# start of Selection
RE: RFC Block Layer Extensions to Support NV-DIMMs

From: Zuckerman, Boris
Date: Thu Sep 26 2013 - 10:57:09 EST

In support to what was said by Vlad:

To work with persistent memory as efficiently as we can work with RAM we need a bit more than "commit". It's reasonable to expect that we get some additional support from CPUs that goes beyond mfence and mflush. That may include discovery, transactional support, etc. Encapsulating that in a special class sooner than later seams a right thing to do...


> -----Original Message-----
> From: Linux-pmfs [mailto:linux-pmfs-bounces@xxxxxxxxxxxxxxxxxxx] On Behalf Of
> Vladislav Bolkhovitin
> Sent: Thursday, September 26, 2013 2:59 AM
> To: rob.gittins@xxxxxxxxxxxxxxx
> Cc: linux-pmfs@xxxxxxxxxxxxxxxxxxx; linux-fsdevel@xxxxxxxxx; linux-
> kernel@xxxxxxxxxxxxxxx
> Subject: Re: RFC Block Layer Extensions to Support NV-DIMMs
> Hi Rob,
> Rob Gittins, on 09/23/2013 03:51 PM wrote:
> > On Fri, 2013-09-06 at 22:12 -0700, Vladislav Bolkhovitin wrote:
> >> Rob Gittins, on 09/04/2013 02:54 PM wrote:
> >>> Non-volatile DIMMs have started to become available. A NVDIMMs is a
> >>> DIMM that does not lose data across power interruptions. Some of
> >>> the NVDIMMs act like memory, while others are more like a block
> >>> device on the memory bus. Application uses vary from being used to
> >>> cache critical data, to being a boot device.
> >>>
> >>> There are two access classes of NVDIMMs, block mode and
> >>> âload/storeâ mode DIMMs which are referred to as Direct Memory
> >>> Mappable.
> >>>
> >>> The block mode is where the DIMM provides IO ports for read or write
> >>> of data. These DIMMs reside on the memory bus but do not appear in
> >>> the application address space. Block mode DIMMs do not require any
> >>> changes to the current infrastructure, since they provide IO type of interface.
> >>>
> >>> Direct Memory Mappable DIMMs (DMMD) appear in the system address
> >>> space and are accessed via load and store instructions. These
> >>> NVDIMMs are part of the system physical address space (SPA) as
> >>> memory with the attribute that data survives a power interruption.
> >>> As such this memory is managed by the kernel which can assign
> >>> virtual addresses and mapped into applicationâs address space as
> >>> well as being accessible by the kernel. The area mapped into the
> >>> system address space is being referred to as persistent memory (PMEM).
> >>>
> >>> PMEM introduces the need for new operations in the
> >>> block_device_operations to support the specific characteristics of
> >>> the media.
# end of Selection
# start of Input material
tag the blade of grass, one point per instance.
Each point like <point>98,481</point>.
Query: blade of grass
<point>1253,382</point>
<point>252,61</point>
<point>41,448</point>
# end of Input material
▶ _Problem set_:
a. Rewrite the records above, changing "blade of grass" to "grass blade" and leaving everything else as it is.
b. Pick up the mailing-list message about block layer extensions for NV-DIMMs after its final sentence and carry it forward.

▶ _Solved problems_:
a.
tag the grass blade, one point per instance.
Each point like <point>98,481</point>.
Query: grass blade
<point>1253,382</point>
<point>252,61</point>
<point>41,448</point>

b.
> >>>
> >>> First data may not propagate all the way through the memory pipeline
> >>> when store instructions are executed. Data may stay in the CPU
> >>> cache or in other buffers in the processor and memory complex. In
> >>> order to ensure the durability of data there needs to be a driver
> >>> entry point to force a byte range out to media. The methods of
> >>> doing this are specific to the PMEM technology and need to be
> >>> handled by the driver that is supporting the DMMDs. To provide a
> >>> way to ensure that data is durable adding a commit function to the
> block_device_operations vector.
> >>>
> >>> void (*commitpmem)(struct block_device *bdev, void *addr);
> >>
> >> Why to glue to the block concept for apparently not block class of
> >> devices? By pushing NVDIMMs into the block model you both limiting
> >> them to block devices capabilities as well as have to expand block
> >> devices by alien to them properties
> > Hi Vlad,
> >
> > We chose to extent the block operations for a couple of reasons. The
> > majority of NVDIMM usage is by emulating block mode. We figure that
> > over time usages will appear that use them directly and then we can
> > design interfaces to enable direct use.
> >
> > Since a range of NVDIMM needs a name, security and other attributes
> > mmap is a really good model to build on. This quickly takes us into
> > the realm of a file systems, which are easiest to build on the
> > existing block infrastructure.
> >
> > Another reason to extend block is that all of the existing
> > administrative interfaces and tools such as mkfs still work and we
> > have not added some new management tools and requirements that may
> > inhibit the adoption of the technology. Basically if it works today
> > for block the same cli commands will work for NVDIMMs.
> >
> > The extensions are so minimal that they don't negatively impact the
> > existing interfaces.
> Well, they will negatively impact them, because those NVDIMM additions are
> conceptually alien for the block devices concept.
> You didn't answer, why not create a new class of devices for NVDIMM devices, and
> implement one-fit-all block driver for them? Simple, clean and elegant solution, which
> will fit your need to have block device from NVDIMM device pretty well with minimal
> effort.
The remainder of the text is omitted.